Background

English courts following common law principles, applicable in the Cayman Islands, have recognized and enforced judgments of foreign courts since the 17th century. Enforcement of foreign judgments by the English courts was originally based on the doctrine of comity, which obliged the courts of one country to assist those of another. In the 19th century this theory was superseded by the doctrine of obligation, which recognized that a judgment of a competent foreign court imposed a duty or obligation on the defendant to pay the sum due under the judgment, which obligation the English courts were bound to enforce.

In the 20th century common law practice was increasingly supplemented by statute law providing for the reciprocal registration and enforcement of judgments of the superior courts of one country by the superior courts of another. The UK Administration of Justice Act 1920 provided for the reciprocal recognition and enforcement by way of registration as between the UK and its colonial and Commonwealth territories of judgments of their respective superior courts.

While the 1920 Act was extended to the Cayman Islands by Orders in Council in the UK, no legislation was enacted in the Cayman Islands to give effect to the provisions of the 1920 Act or its successor. The anomalous result is that judgments of the Cayman Islands Grand Court (“the Grand Court”) are subject to registration and enforcement in the UK, whereas judgments of the UK superior courts are not susceptible to reciprocal treatment in the Cayman Islands.

The recognition and enforcement of judgments as between the European states subsequently became largely codified by international convention, i.e. the Brussels Convention 1968, the Lugano Convention 1988 (applies to EU and EFTA countries) and the Brussels Regulation 2001 (applies to EU countries). The United States has, in many cases, separately entered into bilateral treaties with individual nations. The Cayman Islands, however, is not subject to any international conventions or treaties on the recognition and enforcement of foreign judgments.[1]

The options available to the judgment creditor

Accordingly, the options available to a judgment creditor seeking to enforce a foreign judgment in the Cayman Islands are as follows:

  • an application under the Foreign Judgments Reciprocal Enforcement Law (1996 Revision) to register the foreign judgment in the Grand Court, enabling it to be enforced as if it were a domestic judgment of the Grand Court.
  • an action in the Grand Court on the obligation, i.e. as a debt, owing under the foreign judgment based on common law principles applicable to the recognition and enforcement of foreign judgments.
  • a statutory demand and winding-up petition in the case of a corporate debtor, under the provisions of the Companies Law and the Companies Winding Up Rules based on the foreign judgment as a liquidated debt.

We consider each of these options below.

The Foreign Judgments Reciprocal Enforcement Law (“the Law”)

The Law establishes an expeditious regime for the registration in the Grand Court of foreign monetary judgments and their subsequent enforcement by the Grand Court as if they were judgments originally given by the Grand Court itself. The mechanism is only available in respect of monetary judgments of designated “superior” courts of designated foreign countries to which reciprocity has been extended by the Governor of the Cayman Islands under the Law, based on assurance of mutual reciprocity of enforcement of judgments of the Grand Court by the courts of those foreign countries.

▸ Stored records
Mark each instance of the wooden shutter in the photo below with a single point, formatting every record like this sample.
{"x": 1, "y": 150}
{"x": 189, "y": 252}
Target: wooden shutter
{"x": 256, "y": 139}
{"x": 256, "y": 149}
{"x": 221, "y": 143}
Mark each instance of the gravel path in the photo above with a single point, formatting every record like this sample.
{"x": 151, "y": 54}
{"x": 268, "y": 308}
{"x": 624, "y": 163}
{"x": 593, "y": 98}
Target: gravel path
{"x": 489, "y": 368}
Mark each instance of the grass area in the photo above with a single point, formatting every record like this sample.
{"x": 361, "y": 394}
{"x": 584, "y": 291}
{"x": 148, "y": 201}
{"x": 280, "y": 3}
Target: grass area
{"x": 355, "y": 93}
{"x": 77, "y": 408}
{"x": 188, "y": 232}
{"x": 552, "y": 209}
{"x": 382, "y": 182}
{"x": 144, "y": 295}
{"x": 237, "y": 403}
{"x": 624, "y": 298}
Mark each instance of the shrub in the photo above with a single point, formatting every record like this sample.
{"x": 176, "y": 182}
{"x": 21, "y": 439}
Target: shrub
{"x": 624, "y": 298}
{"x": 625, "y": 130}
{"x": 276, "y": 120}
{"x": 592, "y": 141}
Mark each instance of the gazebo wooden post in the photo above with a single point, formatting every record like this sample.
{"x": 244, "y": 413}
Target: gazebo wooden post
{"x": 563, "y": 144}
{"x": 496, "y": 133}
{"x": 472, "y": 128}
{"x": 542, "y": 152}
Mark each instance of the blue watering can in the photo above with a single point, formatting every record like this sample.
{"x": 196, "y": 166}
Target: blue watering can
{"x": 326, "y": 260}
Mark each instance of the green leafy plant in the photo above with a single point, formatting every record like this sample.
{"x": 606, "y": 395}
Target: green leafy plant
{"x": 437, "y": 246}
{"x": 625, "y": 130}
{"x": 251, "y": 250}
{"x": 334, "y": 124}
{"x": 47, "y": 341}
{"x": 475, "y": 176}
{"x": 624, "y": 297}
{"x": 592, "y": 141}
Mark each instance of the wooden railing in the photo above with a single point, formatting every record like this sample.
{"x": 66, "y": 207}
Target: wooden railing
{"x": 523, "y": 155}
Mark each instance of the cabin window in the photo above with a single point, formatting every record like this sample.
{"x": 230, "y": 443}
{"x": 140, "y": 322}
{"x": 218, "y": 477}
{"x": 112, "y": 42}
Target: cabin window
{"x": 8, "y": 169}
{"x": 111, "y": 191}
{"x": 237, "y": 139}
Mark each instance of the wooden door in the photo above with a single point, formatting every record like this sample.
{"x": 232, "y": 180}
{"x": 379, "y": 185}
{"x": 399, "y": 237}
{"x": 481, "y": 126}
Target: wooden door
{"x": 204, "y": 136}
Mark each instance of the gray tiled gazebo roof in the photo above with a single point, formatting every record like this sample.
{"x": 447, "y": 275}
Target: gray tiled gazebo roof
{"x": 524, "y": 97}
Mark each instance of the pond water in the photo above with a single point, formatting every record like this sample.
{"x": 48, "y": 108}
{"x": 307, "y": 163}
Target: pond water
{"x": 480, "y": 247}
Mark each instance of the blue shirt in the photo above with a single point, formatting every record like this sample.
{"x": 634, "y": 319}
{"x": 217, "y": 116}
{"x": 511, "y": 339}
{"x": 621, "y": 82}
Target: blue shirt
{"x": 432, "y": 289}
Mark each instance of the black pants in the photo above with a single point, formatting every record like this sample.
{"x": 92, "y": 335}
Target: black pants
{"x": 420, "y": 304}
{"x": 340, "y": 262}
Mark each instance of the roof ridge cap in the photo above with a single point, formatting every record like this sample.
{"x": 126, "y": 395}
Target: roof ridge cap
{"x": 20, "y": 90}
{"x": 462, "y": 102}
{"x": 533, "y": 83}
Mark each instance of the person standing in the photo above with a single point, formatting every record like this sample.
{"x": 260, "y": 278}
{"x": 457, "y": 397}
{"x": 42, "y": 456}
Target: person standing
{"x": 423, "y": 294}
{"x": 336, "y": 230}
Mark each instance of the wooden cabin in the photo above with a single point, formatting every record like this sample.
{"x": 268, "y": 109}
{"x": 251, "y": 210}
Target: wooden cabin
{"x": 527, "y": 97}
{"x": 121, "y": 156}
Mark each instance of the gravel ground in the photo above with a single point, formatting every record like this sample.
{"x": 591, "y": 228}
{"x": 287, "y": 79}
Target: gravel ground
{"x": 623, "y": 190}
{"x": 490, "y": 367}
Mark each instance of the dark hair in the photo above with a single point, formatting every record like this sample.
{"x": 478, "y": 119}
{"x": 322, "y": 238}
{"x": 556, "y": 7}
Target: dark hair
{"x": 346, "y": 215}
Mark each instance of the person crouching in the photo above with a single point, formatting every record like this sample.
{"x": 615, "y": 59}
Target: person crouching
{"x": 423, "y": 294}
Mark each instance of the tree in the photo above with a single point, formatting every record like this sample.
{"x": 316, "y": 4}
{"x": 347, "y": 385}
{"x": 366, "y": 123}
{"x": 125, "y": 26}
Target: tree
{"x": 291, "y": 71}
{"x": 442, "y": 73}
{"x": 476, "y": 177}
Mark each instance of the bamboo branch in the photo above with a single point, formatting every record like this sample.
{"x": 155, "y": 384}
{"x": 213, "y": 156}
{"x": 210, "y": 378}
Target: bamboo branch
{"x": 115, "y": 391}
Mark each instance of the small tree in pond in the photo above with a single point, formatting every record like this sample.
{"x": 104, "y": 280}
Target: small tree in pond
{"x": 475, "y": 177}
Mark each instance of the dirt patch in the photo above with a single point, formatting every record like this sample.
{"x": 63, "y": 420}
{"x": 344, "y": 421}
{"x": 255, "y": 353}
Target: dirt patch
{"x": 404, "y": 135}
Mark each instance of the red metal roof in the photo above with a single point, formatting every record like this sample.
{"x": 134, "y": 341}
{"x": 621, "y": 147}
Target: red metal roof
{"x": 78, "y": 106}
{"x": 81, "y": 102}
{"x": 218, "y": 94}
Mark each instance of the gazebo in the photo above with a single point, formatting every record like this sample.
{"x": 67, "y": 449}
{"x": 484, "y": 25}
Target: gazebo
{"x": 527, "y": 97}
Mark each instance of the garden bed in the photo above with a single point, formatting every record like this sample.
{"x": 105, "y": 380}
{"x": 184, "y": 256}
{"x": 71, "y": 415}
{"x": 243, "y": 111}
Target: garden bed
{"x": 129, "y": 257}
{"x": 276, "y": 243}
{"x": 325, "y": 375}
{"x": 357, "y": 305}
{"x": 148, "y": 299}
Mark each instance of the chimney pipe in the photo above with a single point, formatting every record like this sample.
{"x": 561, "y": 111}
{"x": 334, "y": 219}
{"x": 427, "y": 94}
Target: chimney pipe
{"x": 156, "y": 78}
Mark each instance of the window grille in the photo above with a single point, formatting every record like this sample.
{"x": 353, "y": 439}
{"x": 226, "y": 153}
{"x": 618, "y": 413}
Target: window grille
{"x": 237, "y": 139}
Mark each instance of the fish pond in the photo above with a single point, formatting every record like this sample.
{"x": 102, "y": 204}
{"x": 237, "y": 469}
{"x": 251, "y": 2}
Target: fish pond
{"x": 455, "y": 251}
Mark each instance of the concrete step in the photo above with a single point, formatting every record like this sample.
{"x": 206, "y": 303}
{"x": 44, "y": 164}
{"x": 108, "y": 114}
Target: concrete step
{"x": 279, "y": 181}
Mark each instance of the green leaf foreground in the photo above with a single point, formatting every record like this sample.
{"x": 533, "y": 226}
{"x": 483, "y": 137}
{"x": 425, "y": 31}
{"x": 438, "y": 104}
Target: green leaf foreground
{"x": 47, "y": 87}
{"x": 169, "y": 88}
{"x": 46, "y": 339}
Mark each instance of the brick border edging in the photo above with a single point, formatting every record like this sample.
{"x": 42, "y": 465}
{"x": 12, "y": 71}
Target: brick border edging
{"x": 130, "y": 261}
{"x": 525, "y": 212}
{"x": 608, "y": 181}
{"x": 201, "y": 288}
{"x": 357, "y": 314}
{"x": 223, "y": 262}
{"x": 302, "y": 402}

▸ Directions
1. Which international instruments does the text on enforcing foreign judgments in the Cayman Islands name as codifying the recognition and enforcement of judgments between European states?
2. Carry the text on enforcing foreign judgments in the Cayman Islands forward, starting right after its last sentence.

▸ Final answers
1.
- Brussels Convention 1968
- Lugano Convention 1988
- Brussels Regulation 2001

2.
While the Law has been the subject of considered review by the Cayman Islands Law Reform Commission in 2013 with the recommendation for a number of substantial amendments to the Law, (including that reciprocity be extended to a limited range of British Commonwealth countries and Ireland), to date the only foreign courts and foreign countries designated by the Governor under the Law, are the superior courts of Australia and the Australian external territories to which reciprocity under the Law was progressively extended concluding in the early 1990’s.

Accordingly, until other courts and foreign countries are designated by the Governor under the Law, only those judgment creditors holding monetary judgments of the superior courts of Australia and its territories may take advantage of the registration process under the Law. Those seeking to enforce judgments issued by courts of other foreign countries, (or judgments of inferior courts of Australia), must follow the common law principles applicable to the recognition and enforcement of foreign judgments under Cayman law, which are addressed in further detail below.

The procedure for registration under the Law before the Grand Court is prescribed by the Grand Court (Foreign Judgments) (Reciprocal Enforcement) Rules and the Grand Court Rules 1995, Order 71. Given its presently limited application (to monetary judgments of the Australian superior courts) this discussion does not detail the requirements for registration of such judgments under the Law.

Enforcement of foreign judgments at common law

A judgment creditor in possession of a foreign judgment, which does not fall within the scope of the Law as set out above (i.e. not a monetary judgment of an Australian superior court), must if they seek recognition and enforcement of it in the Cayman Islands, bring an action on it in the Grand Court, suing on the foreign judgment as a debt under common law principles.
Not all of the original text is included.